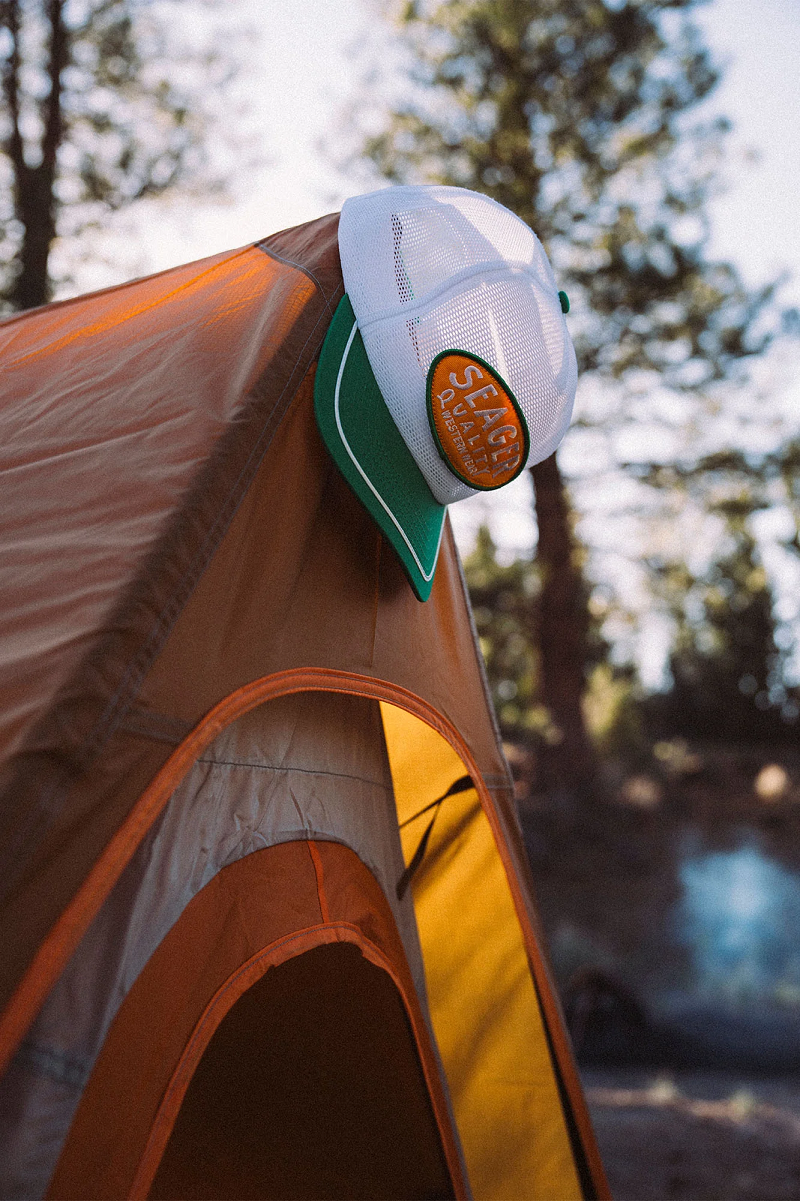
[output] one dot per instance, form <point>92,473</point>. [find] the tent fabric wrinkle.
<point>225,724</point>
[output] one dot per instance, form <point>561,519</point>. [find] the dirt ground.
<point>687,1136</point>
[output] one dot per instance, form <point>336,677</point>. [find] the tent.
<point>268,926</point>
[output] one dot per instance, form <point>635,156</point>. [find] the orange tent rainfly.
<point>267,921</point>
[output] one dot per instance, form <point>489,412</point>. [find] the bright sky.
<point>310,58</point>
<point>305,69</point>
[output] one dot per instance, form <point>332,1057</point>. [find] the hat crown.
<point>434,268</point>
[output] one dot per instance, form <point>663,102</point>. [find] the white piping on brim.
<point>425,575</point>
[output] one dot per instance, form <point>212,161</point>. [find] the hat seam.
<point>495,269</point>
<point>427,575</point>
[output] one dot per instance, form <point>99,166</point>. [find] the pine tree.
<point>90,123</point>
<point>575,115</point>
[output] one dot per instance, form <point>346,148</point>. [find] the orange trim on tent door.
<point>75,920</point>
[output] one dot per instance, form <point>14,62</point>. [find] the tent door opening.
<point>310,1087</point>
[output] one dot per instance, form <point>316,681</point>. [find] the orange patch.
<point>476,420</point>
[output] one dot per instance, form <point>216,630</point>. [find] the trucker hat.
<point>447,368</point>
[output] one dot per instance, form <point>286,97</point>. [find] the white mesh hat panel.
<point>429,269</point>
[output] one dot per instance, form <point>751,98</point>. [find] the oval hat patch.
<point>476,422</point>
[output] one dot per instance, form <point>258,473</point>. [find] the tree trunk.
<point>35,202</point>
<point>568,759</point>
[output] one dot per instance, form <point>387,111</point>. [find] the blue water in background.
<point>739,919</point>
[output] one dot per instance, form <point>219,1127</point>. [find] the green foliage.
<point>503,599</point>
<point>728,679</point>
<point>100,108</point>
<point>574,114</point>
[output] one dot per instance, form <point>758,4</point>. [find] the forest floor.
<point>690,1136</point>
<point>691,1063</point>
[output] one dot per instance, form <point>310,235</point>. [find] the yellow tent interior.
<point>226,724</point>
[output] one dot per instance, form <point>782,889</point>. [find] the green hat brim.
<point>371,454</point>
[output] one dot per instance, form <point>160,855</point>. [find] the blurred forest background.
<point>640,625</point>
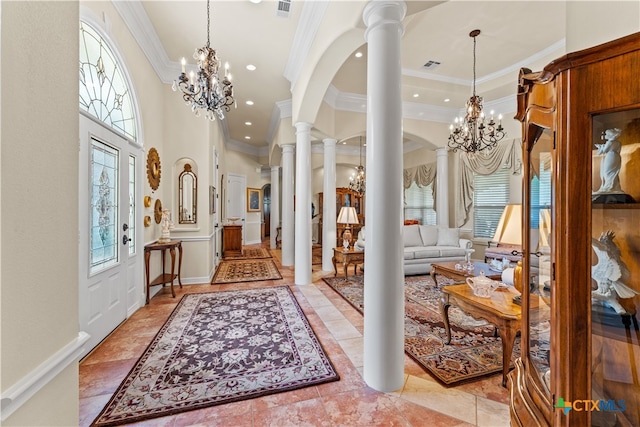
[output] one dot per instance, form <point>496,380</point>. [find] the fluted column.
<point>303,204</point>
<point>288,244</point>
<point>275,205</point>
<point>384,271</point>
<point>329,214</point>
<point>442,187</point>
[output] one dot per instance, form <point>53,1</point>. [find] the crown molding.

DIRECTIONS FOR THIS TASK -
What the answer needs is every line from the one containing "[output] one dot per instance, form <point>219,1127</point>." through the final line of the data above, copied exactly, without pictures.

PROBLEM SOLUTION -
[output] one dot per instance, form <point>219,1127</point>. [find] the green foliage.
<point>503,599</point>
<point>728,679</point>
<point>100,108</point>
<point>574,114</point>
[output] one dot per instance, form <point>758,4</point>. [find] the forest floor.
<point>690,1136</point>
<point>691,1063</point>
[output] one dot per instance, form <point>310,235</point>. [find] the yellow tent interior.
<point>226,724</point>
[output] one dot per instance, form <point>782,889</point>. [find] the green hat brim.
<point>371,454</point>
[output] one dot per instance, form <point>160,855</point>. [find] the blurred forest background.
<point>640,625</point>
[output] one dot per instance, form <point>496,380</point>. [find] the fluted column.
<point>303,204</point>
<point>288,244</point>
<point>275,205</point>
<point>384,271</point>
<point>329,214</point>
<point>442,187</point>
[output] one dot per instance, form <point>53,1</point>. [find] the crown molding.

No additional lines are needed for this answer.